Objective — Only the lines from the one holding "point: white snow" to the end of the data should be echoed, exactly as they appear, minus the pictures.

═════ Data to use ═════

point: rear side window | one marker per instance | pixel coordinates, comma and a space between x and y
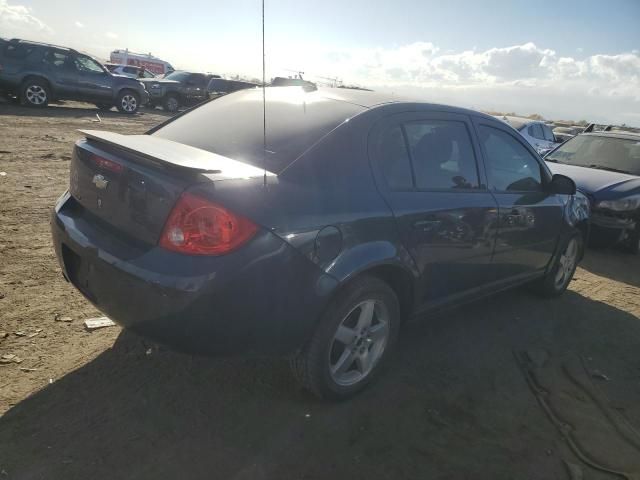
394, 159
232, 125
55, 59
510, 166
442, 155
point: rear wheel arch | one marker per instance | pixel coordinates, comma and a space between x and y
397, 277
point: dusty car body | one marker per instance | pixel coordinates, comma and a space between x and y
361, 211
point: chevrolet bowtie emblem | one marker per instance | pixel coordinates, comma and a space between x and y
100, 182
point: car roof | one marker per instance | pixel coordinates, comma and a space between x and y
621, 135
517, 122
372, 99
40, 44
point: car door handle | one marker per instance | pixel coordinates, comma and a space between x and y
426, 225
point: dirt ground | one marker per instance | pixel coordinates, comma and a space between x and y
510, 387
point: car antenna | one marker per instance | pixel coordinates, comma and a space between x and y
264, 106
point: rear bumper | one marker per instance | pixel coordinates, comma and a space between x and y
608, 230
264, 298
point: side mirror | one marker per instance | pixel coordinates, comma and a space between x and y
562, 185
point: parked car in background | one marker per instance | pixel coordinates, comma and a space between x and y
364, 212
130, 71
536, 132
38, 73
178, 89
606, 166
222, 86
145, 60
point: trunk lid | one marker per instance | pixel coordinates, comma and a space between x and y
132, 182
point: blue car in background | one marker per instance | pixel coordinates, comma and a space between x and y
606, 167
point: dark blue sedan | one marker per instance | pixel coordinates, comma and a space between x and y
353, 213
606, 166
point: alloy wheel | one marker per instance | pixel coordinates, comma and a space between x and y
172, 104
36, 95
359, 342
129, 103
567, 263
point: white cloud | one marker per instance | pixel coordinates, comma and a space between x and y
523, 78
18, 21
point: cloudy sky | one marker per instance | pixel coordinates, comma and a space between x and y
569, 59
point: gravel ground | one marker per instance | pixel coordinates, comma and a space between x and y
509, 387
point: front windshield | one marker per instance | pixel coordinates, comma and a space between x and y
177, 76
603, 152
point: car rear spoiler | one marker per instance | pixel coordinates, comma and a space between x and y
173, 154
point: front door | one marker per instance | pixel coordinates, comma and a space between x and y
426, 167
529, 216
96, 84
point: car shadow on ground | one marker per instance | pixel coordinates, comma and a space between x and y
452, 403
613, 264
73, 110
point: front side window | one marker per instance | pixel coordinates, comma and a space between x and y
86, 64
510, 166
394, 159
442, 155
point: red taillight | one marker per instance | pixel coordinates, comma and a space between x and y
199, 227
105, 164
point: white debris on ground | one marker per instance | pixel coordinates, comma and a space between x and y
98, 322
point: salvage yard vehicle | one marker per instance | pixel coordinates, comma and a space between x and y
38, 73
178, 89
130, 71
360, 212
537, 133
606, 166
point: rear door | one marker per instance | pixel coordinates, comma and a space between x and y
530, 217
427, 168
62, 73
195, 89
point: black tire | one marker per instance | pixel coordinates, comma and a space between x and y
632, 244
171, 103
35, 92
128, 102
312, 366
551, 285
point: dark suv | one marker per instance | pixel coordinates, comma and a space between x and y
38, 73
178, 89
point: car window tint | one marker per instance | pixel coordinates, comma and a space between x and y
19, 50
86, 64
394, 159
510, 166
442, 155
55, 59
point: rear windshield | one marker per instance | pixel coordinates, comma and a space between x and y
232, 125
604, 152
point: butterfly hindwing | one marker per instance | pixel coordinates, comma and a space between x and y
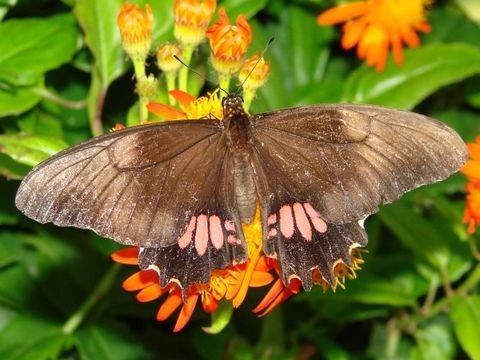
334, 165
165, 186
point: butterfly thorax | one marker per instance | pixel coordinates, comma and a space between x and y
237, 124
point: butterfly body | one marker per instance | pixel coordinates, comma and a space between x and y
181, 190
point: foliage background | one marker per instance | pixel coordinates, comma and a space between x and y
417, 295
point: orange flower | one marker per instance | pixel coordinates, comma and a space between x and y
191, 20
279, 292
223, 284
209, 106
136, 30
375, 26
254, 72
229, 43
165, 58
472, 170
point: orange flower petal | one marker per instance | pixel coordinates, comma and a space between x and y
182, 97
242, 291
471, 169
352, 32
274, 291
260, 278
292, 289
474, 150
186, 312
151, 292
140, 280
424, 27
397, 48
165, 111
342, 13
173, 301
128, 256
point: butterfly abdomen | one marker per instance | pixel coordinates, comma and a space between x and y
245, 193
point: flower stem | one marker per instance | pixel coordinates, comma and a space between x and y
102, 288
183, 72
171, 77
248, 96
139, 68
69, 104
224, 81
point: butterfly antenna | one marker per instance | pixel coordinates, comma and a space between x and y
259, 59
200, 75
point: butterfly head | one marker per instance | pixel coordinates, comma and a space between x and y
232, 107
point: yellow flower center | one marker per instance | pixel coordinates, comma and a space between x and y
209, 106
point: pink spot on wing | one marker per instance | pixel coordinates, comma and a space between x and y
233, 240
216, 231
272, 233
286, 221
272, 219
317, 221
187, 236
201, 235
302, 222
229, 225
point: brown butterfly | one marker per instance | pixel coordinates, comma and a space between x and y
180, 190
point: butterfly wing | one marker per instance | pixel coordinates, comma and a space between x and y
321, 169
164, 187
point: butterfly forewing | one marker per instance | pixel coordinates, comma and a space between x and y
321, 169
162, 186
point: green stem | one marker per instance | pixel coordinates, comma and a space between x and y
183, 73
248, 96
102, 288
224, 82
69, 104
139, 68
171, 78
393, 338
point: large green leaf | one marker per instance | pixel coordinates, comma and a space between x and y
426, 69
30, 47
28, 149
16, 100
434, 341
29, 337
108, 342
426, 238
465, 312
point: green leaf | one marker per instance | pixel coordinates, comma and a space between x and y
220, 318
247, 7
31, 47
471, 8
434, 341
27, 337
424, 237
103, 39
28, 149
465, 313
426, 69
16, 100
451, 26
11, 169
108, 342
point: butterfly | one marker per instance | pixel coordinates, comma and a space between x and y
180, 190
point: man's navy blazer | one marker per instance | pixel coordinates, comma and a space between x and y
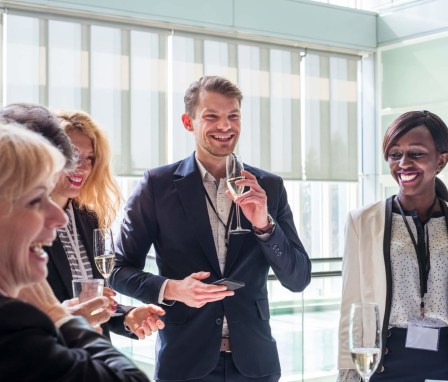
168, 210
60, 275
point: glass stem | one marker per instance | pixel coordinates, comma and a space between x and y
238, 222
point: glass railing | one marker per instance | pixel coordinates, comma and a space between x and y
305, 326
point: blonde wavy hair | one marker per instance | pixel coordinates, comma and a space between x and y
100, 193
26, 160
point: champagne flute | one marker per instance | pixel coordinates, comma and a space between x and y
365, 338
104, 254
233, 173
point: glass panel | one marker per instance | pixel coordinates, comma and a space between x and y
320, 210
254, 85
415, 74
148, 94
284, 114
331, 149
217, 61
22, 60
106, 76
187, 67
64, 65
320, 327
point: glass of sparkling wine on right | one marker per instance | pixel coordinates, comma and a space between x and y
104, 254
234, 165
365, 338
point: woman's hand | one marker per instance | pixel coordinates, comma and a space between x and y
95, 311
144, 320
42, 297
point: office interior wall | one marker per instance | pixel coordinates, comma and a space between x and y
303, 21
412, 69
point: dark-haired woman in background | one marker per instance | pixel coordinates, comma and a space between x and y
396, 254
39, 339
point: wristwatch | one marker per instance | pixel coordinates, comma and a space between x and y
269, 229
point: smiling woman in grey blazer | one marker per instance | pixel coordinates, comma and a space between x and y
396, 254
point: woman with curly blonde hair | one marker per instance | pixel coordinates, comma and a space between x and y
91, 199
99, 192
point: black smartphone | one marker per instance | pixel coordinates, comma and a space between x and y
230, 284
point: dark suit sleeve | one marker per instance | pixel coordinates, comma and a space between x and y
32, 349
137, 234
283, 249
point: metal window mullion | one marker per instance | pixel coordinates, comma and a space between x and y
86, 68
296, 134
125, 95
265, 110
163, 101
43, 61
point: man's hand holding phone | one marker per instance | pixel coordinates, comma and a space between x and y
229, 283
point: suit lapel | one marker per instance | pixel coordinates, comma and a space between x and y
61, 264
86, 223
192, 197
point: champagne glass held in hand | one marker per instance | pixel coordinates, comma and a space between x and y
365, 338
104, 254
233, 173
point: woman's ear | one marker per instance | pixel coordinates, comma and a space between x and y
186, 120
443, 159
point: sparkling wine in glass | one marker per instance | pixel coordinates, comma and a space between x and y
365, 338
233, 174
104, 254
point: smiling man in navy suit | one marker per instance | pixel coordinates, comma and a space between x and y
185, 211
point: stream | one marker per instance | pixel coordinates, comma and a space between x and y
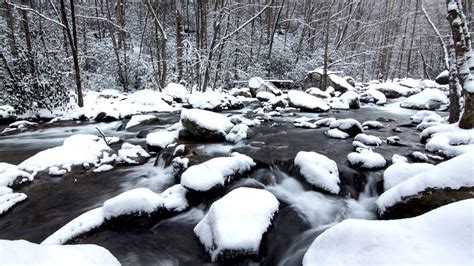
54, 201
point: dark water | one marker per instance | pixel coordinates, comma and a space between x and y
52, 202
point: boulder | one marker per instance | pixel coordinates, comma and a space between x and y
206, 125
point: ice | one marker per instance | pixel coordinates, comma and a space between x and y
236, 222
318, 170
453, 174
440, 237
215, 172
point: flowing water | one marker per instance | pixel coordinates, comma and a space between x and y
304, 213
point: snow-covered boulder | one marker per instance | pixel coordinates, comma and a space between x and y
140, 120
235, 224
22, 252
440, 237
238, 133
443, 78
336, 133
8, 199
76, 150
306, 102
318, 170
257, 84
393, 90
11, 176
205, 124
402, 171
350, 126
368, 139
431, 99
157, 141
373, 96
132, 155
372, 125
366, 159
447, 182
318, 93
216, 173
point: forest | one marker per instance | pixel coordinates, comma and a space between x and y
246, 132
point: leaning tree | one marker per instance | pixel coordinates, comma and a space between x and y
462, 62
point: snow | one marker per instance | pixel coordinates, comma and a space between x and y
139, 200
427, 99
76, 150
373, 95
207, 119
9, 199
56, 171
176, 91
174, 198
78, 226
103, 168
336, 134
402, 171
454, 174
306, 101
318, 170
238, 133
162, 138
131, 154
9, 173
22, 252
209, 100
366, 159
215, 172
237, 222
138, 119
368, 139
440, 237
450, 140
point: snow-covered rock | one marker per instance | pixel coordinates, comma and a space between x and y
76, 150
11, 176
21, 252
238, 132
368, 139
216, 172
373, 96
235, 224
336, 133
157, 141
348, 125
372, 125
205, 124
318, 170
431, 99
140, 120
8, 199
429, 189
366, 159
132, 154
393, 90
307, 102
442, 236
400, 172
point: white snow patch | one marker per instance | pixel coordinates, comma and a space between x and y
214, 172
454, 174
318, 170
237, 221
442, 236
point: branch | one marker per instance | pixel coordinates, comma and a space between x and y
242, 26
25, 8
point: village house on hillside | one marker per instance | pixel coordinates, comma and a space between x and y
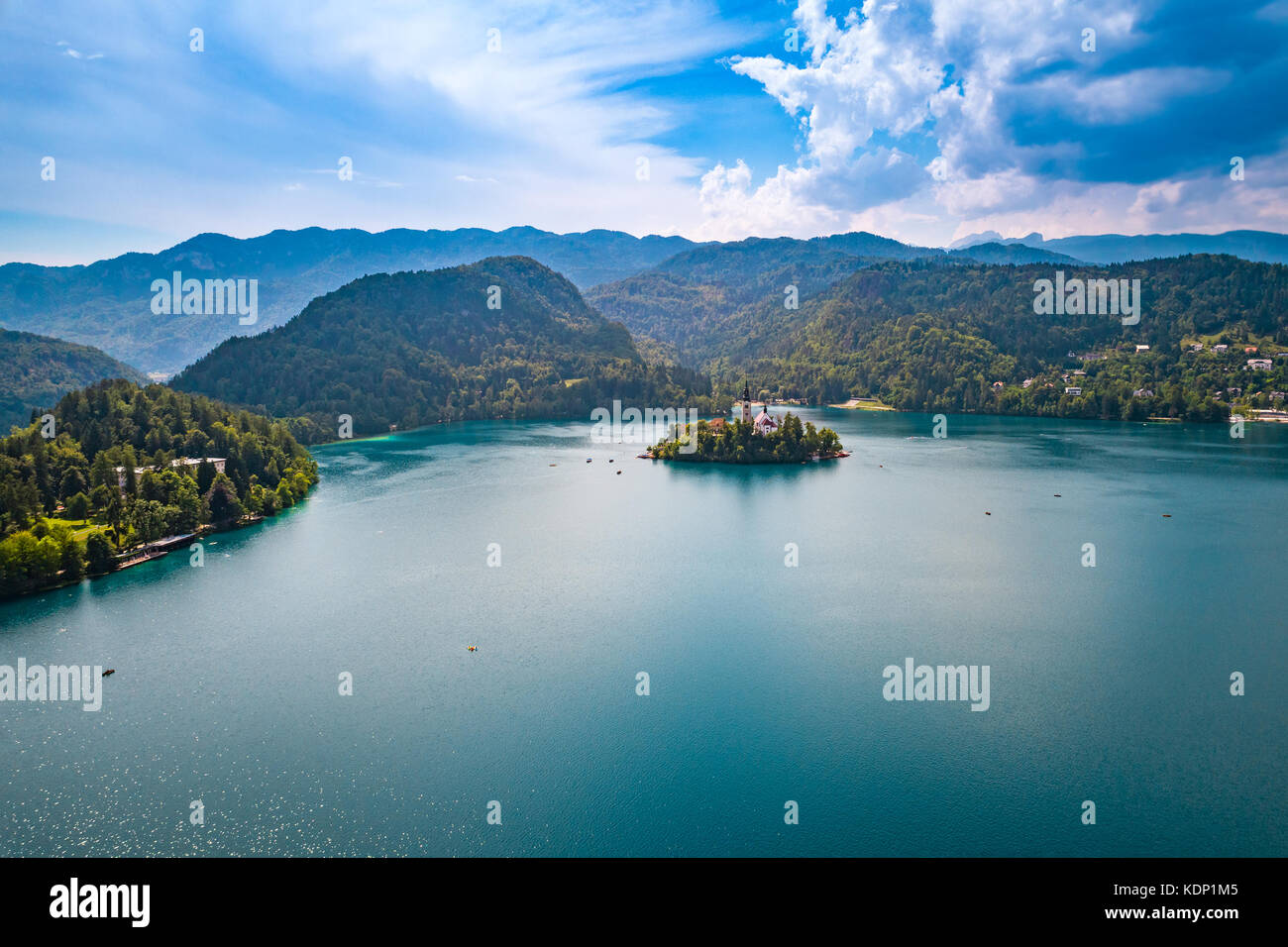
189, 464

═════

Result of the task —
point: white snow patch | one marker per instance | pixel coordinates, comma and a space between x and y
214, 172
454, 174
318, 170
237, 221
442, 236
point: branch | one marker per instance | pixel coordinates, comma and a space between x and y
242, 26
25, 8
point: village house on hillside | one marker per instance | pixel coordinates, comma and a space between x and y
189, 464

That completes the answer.